#### Task instructions:
Could you copy each line of the listing that holds "plastic"?

#### Exercise materials:
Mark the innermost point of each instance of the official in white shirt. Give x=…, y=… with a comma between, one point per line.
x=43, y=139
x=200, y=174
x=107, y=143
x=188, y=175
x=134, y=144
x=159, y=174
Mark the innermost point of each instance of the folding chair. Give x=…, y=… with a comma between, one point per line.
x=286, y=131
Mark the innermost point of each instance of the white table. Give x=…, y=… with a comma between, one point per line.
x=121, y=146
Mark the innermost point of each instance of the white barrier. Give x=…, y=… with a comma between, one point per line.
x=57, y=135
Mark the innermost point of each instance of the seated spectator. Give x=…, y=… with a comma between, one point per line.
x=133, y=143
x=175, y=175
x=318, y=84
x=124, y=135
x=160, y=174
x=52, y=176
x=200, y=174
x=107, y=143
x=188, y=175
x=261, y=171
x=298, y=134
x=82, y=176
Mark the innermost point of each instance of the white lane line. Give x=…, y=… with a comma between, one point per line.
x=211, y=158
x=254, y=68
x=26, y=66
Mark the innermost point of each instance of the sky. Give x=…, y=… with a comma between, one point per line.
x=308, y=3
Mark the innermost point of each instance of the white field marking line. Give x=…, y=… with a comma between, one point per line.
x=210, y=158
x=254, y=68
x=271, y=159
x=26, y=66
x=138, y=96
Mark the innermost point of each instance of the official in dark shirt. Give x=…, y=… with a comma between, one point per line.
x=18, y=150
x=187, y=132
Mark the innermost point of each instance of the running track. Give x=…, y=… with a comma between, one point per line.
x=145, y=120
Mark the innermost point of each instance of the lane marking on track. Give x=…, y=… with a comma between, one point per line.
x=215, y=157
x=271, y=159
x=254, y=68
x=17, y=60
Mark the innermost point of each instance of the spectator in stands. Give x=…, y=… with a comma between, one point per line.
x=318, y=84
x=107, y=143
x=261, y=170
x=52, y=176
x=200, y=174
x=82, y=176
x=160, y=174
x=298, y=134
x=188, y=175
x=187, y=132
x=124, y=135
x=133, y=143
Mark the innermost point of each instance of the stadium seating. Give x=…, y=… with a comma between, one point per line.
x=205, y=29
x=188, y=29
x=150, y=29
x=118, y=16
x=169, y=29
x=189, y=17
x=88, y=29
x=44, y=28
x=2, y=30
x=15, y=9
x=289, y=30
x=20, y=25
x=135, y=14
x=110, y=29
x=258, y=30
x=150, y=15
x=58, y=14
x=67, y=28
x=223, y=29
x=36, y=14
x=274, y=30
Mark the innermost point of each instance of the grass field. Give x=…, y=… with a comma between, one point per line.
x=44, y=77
* * *
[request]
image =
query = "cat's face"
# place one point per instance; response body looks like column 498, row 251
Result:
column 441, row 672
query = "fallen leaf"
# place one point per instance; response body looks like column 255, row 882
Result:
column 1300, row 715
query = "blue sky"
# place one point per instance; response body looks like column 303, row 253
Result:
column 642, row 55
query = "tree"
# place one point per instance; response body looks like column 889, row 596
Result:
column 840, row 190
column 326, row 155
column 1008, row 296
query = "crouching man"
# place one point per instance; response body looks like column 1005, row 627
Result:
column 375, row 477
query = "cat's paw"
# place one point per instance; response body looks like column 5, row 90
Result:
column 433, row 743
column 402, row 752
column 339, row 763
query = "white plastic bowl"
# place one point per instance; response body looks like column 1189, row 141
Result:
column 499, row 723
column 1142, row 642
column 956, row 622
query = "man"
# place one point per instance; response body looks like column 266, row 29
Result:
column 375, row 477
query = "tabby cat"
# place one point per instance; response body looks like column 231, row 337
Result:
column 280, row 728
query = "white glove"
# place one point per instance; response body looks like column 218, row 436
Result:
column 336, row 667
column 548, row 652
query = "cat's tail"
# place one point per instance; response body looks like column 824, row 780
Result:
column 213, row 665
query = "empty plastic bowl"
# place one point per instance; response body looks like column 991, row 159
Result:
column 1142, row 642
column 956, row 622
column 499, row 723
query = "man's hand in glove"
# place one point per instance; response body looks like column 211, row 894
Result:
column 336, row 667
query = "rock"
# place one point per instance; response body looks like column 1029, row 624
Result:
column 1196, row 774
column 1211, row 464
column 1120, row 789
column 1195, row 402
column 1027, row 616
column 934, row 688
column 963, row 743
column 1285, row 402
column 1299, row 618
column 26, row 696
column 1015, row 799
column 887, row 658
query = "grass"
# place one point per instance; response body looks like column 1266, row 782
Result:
* * *
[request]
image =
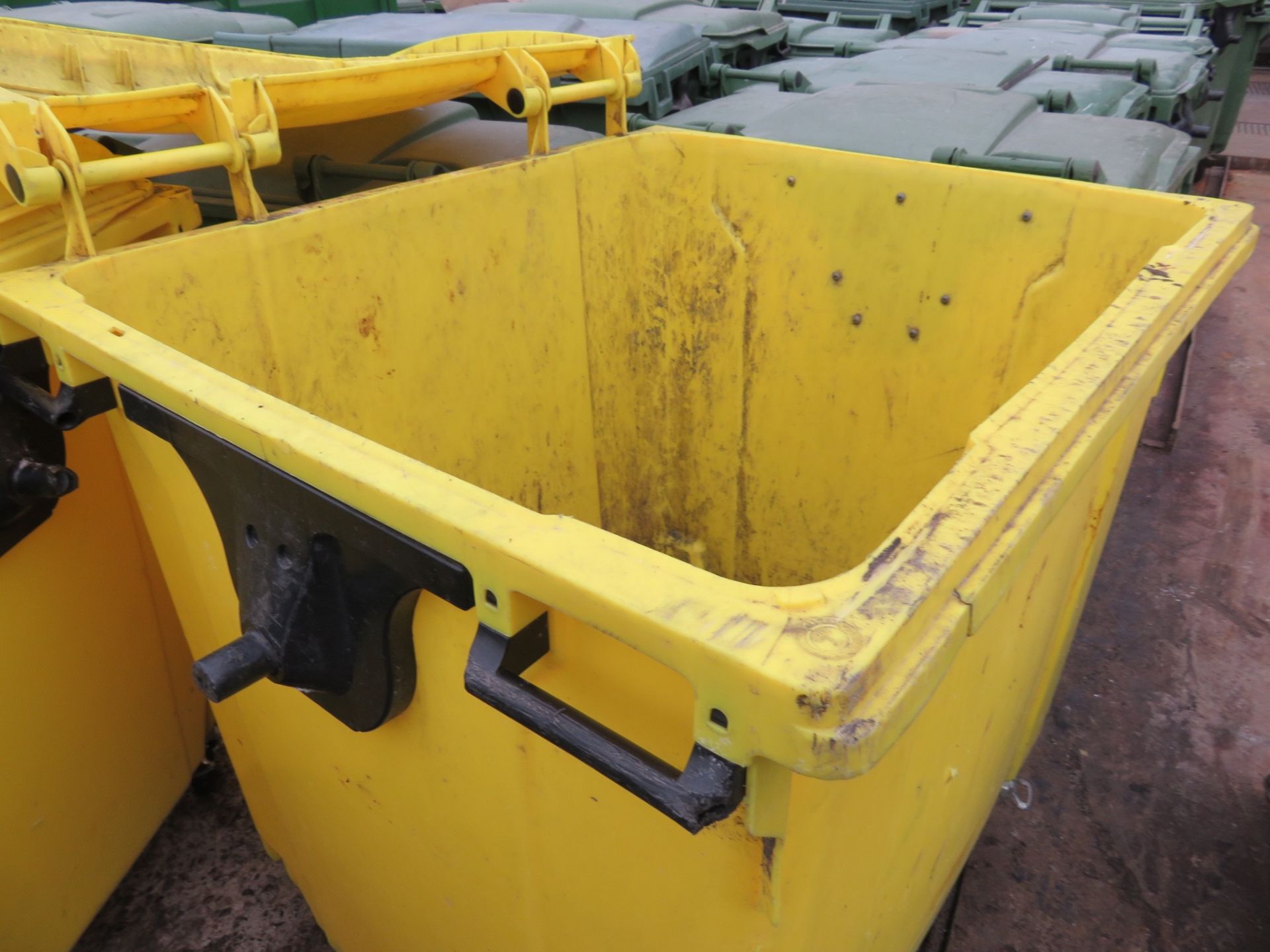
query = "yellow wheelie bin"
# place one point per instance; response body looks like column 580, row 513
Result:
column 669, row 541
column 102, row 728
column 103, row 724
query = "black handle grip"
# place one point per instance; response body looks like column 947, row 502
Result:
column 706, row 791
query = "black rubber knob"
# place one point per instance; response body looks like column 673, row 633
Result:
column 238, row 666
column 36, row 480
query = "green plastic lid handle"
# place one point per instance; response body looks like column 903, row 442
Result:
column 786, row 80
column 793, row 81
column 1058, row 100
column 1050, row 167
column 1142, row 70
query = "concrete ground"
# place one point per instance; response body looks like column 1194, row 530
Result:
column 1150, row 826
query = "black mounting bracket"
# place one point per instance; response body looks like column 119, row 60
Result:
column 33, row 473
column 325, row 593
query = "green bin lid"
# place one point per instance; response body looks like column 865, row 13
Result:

#### Task solution:
query = "white plastic bowl"
query = "empty plastic bowl"
query = "green plastic lid handle"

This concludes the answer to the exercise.